Work order >> Transcribe every entry verbatim; omit pictures.

(Data records)
____________________
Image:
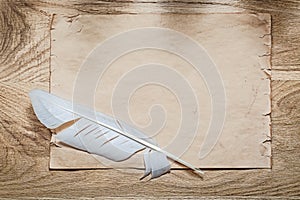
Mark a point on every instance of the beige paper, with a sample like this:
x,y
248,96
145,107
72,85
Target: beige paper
x,y
238,44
____________________
Response below >>
Image:
Mark a point on every instance of the beige paper, with a sample like this:
x,y
248,96
145,107
72,85
Target: beige paper
x,y
238,44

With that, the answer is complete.